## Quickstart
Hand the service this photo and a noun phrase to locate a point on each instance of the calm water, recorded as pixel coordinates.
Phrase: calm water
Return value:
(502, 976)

**The task:** Copy each of the records above word for word.

**Result for this task:**
## Quickstart
Hand the service this photo and a noun phrase to locate a point on each instance of the calm water, recorded as pixel coordinates.
Phrase: calm water
Return value:
(502, 976)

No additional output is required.